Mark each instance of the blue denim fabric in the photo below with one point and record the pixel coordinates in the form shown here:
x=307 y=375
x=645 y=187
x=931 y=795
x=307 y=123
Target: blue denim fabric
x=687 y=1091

--- Problem ---
Retype the entries above line for line, with no changes to wording, numbers, or spacing.

--- Exercise output ---
Mark each instance of the blue denim fabric in the photo below with one point and record the pixel coordinates in the form shown here:
x=307 y=375
x=645 y=187
x=931 y=795
x=307 y=123
Target: blue denim fabric
x=687 y=1091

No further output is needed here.